REQUIRED ACTION: Find out how many lines of the listing below include "this" and report only that number.

RECORD SET:
───
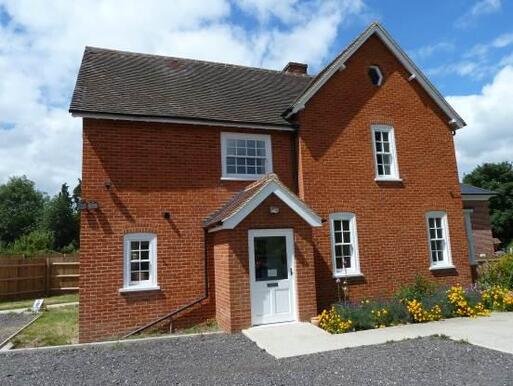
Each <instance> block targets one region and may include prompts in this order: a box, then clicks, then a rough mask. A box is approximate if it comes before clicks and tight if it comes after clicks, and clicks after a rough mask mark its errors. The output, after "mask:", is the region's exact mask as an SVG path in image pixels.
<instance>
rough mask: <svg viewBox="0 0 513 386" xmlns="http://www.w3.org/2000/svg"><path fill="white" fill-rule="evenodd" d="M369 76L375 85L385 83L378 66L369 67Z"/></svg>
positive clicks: (371, 80) (374, 85) (380, 85)
mask: <svg viewBox="0 0 513 386" xmlns="http://www.w3.org/2000/svg"><path fill="white" fill-rule="evenodd" d="M368 74H369V78H370V80H371V82H372V84H373V85H374V86H377V87H379V86H381V84H382V83H383V74H382V73H381V70H380V69H379V67H378V66H370V67H369V71H368Z"/></svg>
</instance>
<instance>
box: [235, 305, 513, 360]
mask: <svg viewBox="0 0 513 386" xmlns="http://www.w3.org/2000/svg"><path fill="white" fill-rule="evenodd" d="M242 333H243V334H244V335H245V336H247V337H248V338H249V339H251V340H252V341H253V342H255V343H256V345H257V346H258V347H260V348H262V349H264V350H265V351H267V352H268V353H269V354H271V355H272V356H274V357H275V358H287V357H294V356H299V355H306V354H313V353H319V352H324V351H332V350H340V349H344V348H349V347H359V346H368V345H374V344H382V343H387V342H391V341H400V340H404V339H414V338H419V337H426V336H432V335H445V336H447V337H449V338H450V339H452V340H457V341H459V340H462V341H466V342H468V343H471V344H474V345H476V346H481V347H485V348H489V349H492V350H497V351H502V352H505V353H509V354H513V313H512V312H500V313H492V315H491V316H489V317H479V318H454V319H445V320H441V321H438V322H430V323H423V324H406V325H401V326H394V327H386V328H379V329H374V330H365V331H357V332H348V333H345V334H338V335H331V334H329V333H327V332H326V331H324V330H322V329H320V328H318V327H315V326H313V325H312V324H310V323H282V324H274V325H266V326H257V327H252V328H249V329H247V330H244V331H242Z"/></svg>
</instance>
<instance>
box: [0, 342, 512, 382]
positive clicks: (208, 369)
mask: <svg viewBox="0 0 513 386" xmlns="http://www.w3.org/2000/svg"><path fill="white" fill-rule="evenodd" d="M0 384H2V385H14V384H16V385H18V384H19V385H31V384H53V385H66V384H90V385H99V384H181V385H184V384H187V385H189V384H221V385H247V384H252V385H311V384H318V385H332V384H339V385H340V384H344V385H357V384H359V385H361V384H367V385H369V384H375V385H383V384H398V385H406V384H415V385H437V384H443V385H463V384H465V385H483V384H486V385H511V384H513V355H510V354H504V353H500V352H496V351H491V350H488V349H484V348H480V347H476V346H472V345H470V344H466V343H457V342H453V341H449V340H446V339H440V338H422V339H415V340H408V341H402V342H398V343H387V344H384V345H378V346H367V347H360V348H352V349H345V350H339V351H331V352H327V353H322V354H313V355H307V356H302V357H296V358H288V359H281V360H276V359H274V358H273V357H271V356H270V355H268V354H267V353H265V352H264V351H262V350H260V349H258V348H257V347H256V345H254V344H253V343H252V342H251V341H249V340H248V339H247V338H245V337H244V336H242V335H240V334H237V335H227V334H218V335H207V336H196V337H186V338H177V339H166V340H153V341H145V342H137V343H130V344H116V345H109V346H106V345H104V346H87V347H80V348H68V349H51V350H40V351H29V352H26V351H25V352H6V353H0Z"/></svg>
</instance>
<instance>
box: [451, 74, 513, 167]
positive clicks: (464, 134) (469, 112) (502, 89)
mask: <svg viewBox="0 0 513 386" xmlns="http://www.w3.org/2000/svg"><path fill="white" fill-rule="evenodd" d="M512 84H513V65H510V66H506V67H504V68H503V69H501V70H500V71H499V72H498V73H497V74H496V76H495V77H494V79H493V81H492V82H491V83H490V84H487V85H486V86H484V87H483V89H482V90H481V93H479V94H475V95H468V96H452V97H447V100H448V101H449V103H450V104H451V105H452V106H453V107H454V108H455V109H456V110H457V111H458V112H459V113H460V115H461V116H462V117H463V119H465V121H466V122H467V124H468V126H467V127H465V128H463V129H461V130H460V131H458V132H457V134H456V150H457V157H458V165H459V169H460V172H462V173H468V172H470V171H471V170H472V169H473V168H474V167H475V166H476V165H478V164H481V163H483V162H499V161H506V160H508V161H513V151H512V149H513V109H512V108H511V103H510V101H513V88H512V87H511V85H512Z"/></svg>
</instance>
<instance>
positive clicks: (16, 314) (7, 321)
mask: <svg viewBox="0 0 513 386" xmlns="http://www.w3.org/2000/svg"><path fill="white" fill-rule="evenodd" d="M34 318H35V316H34V315H33V314H29V313H23V314H15V313H8V314H0V343H2V342H3V341H4V340H5V339H7V338H8V337H9V336H11V335H12V334H14V333H15V332H16V331H18V330H19V329H20V328H22V327H23V326H24V325H25V324H27V323H28V322H30V321H31V320H32V319H34Z"/></svg>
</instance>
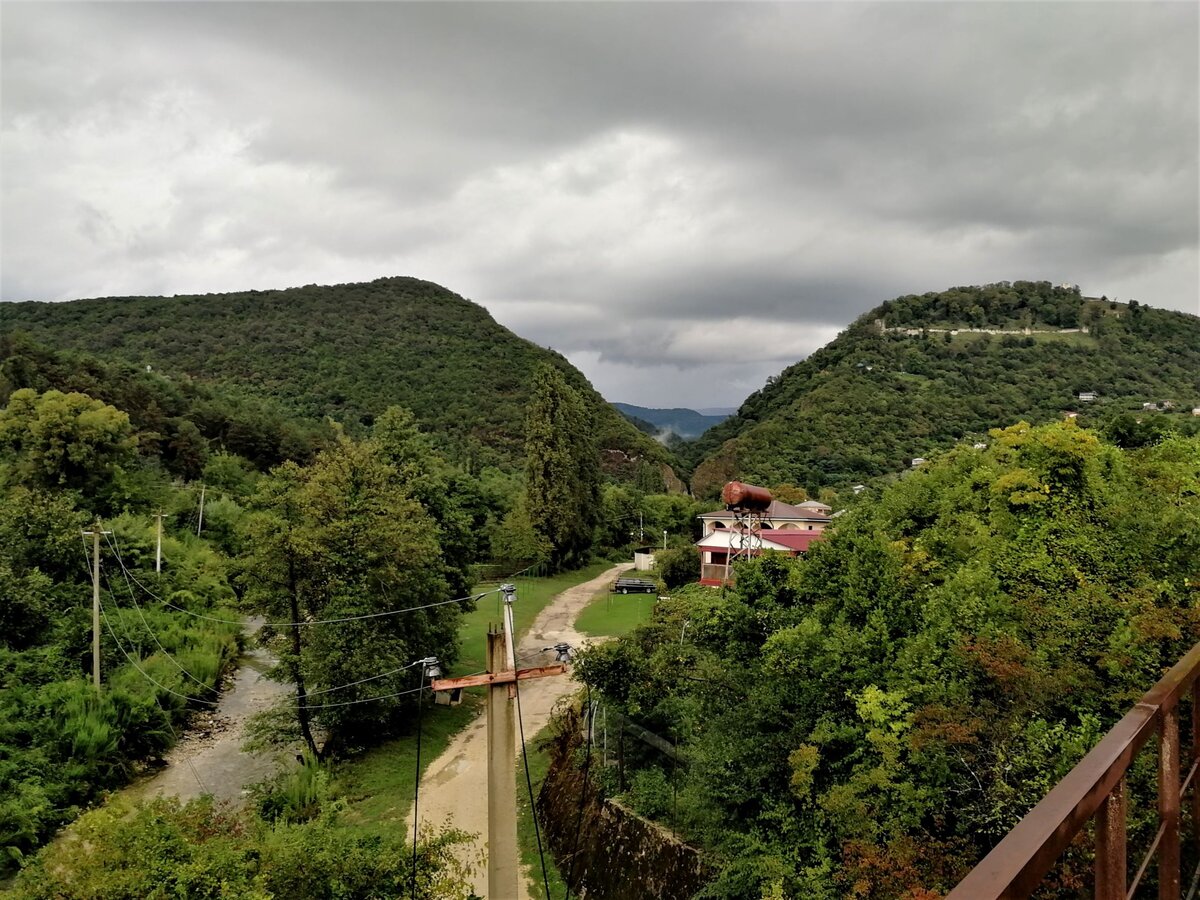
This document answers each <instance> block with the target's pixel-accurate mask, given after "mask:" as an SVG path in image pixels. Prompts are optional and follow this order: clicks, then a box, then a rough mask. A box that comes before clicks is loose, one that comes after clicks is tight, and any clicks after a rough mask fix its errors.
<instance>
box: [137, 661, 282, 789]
mask: <svg viewBox="0 0 1200 900" xmlns="http://www.w3.org/2000/svg"><path fill="white" fill-rule="evenodd" d="M239 662H240V667H239V668H238V672H236V673H235V674H234V678H233V686H232V688H230V689H229V690H227V691H224V692H223V694H222V695H221V704H220V707H218V708H217V710H216V712H215V713H211V714H204V715H203V716H202V718H200V719H199V720H198V721H193V722H192V727H191V728H190V730H188V732H187V733H186V734H184V737H182V738H181V739H180V742H179V743H178V744H176V745H175V746H174V748H172V750H170V752H169V754H167V767H166V768H163V769H162V770H160V772H157V773H156V774H154V775H151V776H149V778H146V779H144V780H140V781H137V782H134V784H132V785H130V786H128V787H127V788H125V790H124V791H121V796H124V797H128V798H131V799H143V798H149V797H155V796H158V794H163V796H168V797H179V798H180V799H181V800H190V799H192V798H194V797H199V796H200V794H203V793H211V794H212V796H214V797H215V798H216V799H218V800H240V799H241V798H242V797H244V796H245V788H246V785H251V784H254V782H256V781H262V780H264V779H266V778H269V776H270V775H272V774H274V773H275V772H276V770H277V769H278V767H280V764H281V762H283V761H290V758H292V756H290V754H262V755H253V756H252V755H251V754H247V752H244V751H242V749H241V744H242V742H244V740H245V737H246V736H245V726H246V720H247V719H250V716H252V715H253V714H254V713H257V712H259V710H260V709H265V708H266V707H269V706H271V703H274V702H275V701H276V700H277V698H278V697H280V696H281V695H284V694H287V692H288V691H289V688H288V685H286V684H281V683H280V682H272V680H271V679H270V678H266V677H265V676H264V674H263V672H265V671H266V670H268V668H270V667H271V666H272V665H274V659H271V656H270V655H269V654H268V653H266V652H265V650H262V649H254V650H251V652H248V653H247V654H245V655H244V656H242V658H241V660H240V661H239Z"/></svg>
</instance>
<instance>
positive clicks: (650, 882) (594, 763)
mask: <svg viewBox="0 0 1200 900" xmlns="http://www.w3.org/2000/svg"><path fill="white" fill-rule="evenodd" d="M559 725H560V730H559V733H558V736H557V737H556V738H554V743H553V745H552V748H551V767H550V772H548V774H547V775H546V781H545V782H544V784H542V786H541V792H540V793H539V794H538V817H539V820H540V821H541V823H542V828H544V833H542V836H544V838H545V840H546V842H547V844H548V845H550V848H551V852H553V854H554V860H556V862H557V863H558V870H559V872H562V875H563V877H564V878H565V880H568V881H569V882H570V884H571V889H572V890H575V892H578V894H580V896H581V898H587V899H588V900H644V899H646V898H659V900H686V899H688V898H690V896H692V895H694V894H696V893H697V892H698V890H700V889H701V888H703V887H704V884H706V883H708V881H709V880H710V878H712V872H710V871H709V870H708V868H707V866H706V865H704V864H703V862H702V860H701V858H700V853H698V852H697V851H696V850H695V848H694V847H690V846H688V845H686V844H683V842H682V841H678V840H676V839H674V838H673V836H671V834H670V832H667V830H665V829H664V828H660V827H659V826H656V824H654V823H653V822H649V821H647V820H644V818H642V817H641V816H638V815H637V814H636V812H634V811H632V810H629V809H626V808H625V806H623V805H622V804H619V803H617V802H616V800H611V799H602V798H601V797H600V796H599V793H598V792H596V791H595V788H594V787H593V785H594V784H595V778H594V776H595V770H594V769H593V772H592V773H590V776H589V778H588V781H587V786H584V780H583V772H582V770H581V769H578V768H576V767H575V762H576V761H577V757H578V756H580V755H581V754H576V752H575V751H576V750H577V749H582V746H583V738H582V734H581V733H580V719H578V715H577V713H576V710H574V709H570V710H568V712H566V713H565V714H564V715H563V718H562V721H560V722H559ZM598 758H599V757H594V758H593V761H592V763H593V767H594V766H596V763H598ZM581 793H583V799H584V802H583V806H582V815H581V811H580V809H581V808H580V794H581ZM577 826H578V832H577V828H576V827H577ZM577 833H578V838H577V839H576V834H577Z"/></svg>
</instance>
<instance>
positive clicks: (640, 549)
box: [634, 547, 655, 572]
mask: <svg viewBox="0 0 1200 900" xmlns="http://www.w3.org/2000/svg"><path fill="white" fill-rule="evenodd" d="M654 551H655V547H640V548H637V550H635V551H634V568H635V569H636V570H637V571H640V572H648V571H649V570H650V569H653V568H654Z"/></svg>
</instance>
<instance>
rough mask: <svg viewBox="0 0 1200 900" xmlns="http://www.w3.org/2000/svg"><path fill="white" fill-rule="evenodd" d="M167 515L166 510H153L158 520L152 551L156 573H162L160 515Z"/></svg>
mask: <svg viewBox="0 0 1200 900" xmlns="http://www.w3.org/2000/svg"><path fill="white" fill-rule="evenodd" d="M164 515H167V514H166V512H155V516H154V517H155V518H156V520H157V521H158V529H157V540H156V542H155V551H154V570H155V574H156V575H162V517H163V516H164Z"/></svg>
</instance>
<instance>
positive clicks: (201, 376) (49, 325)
───
ANSWER SPACE: 2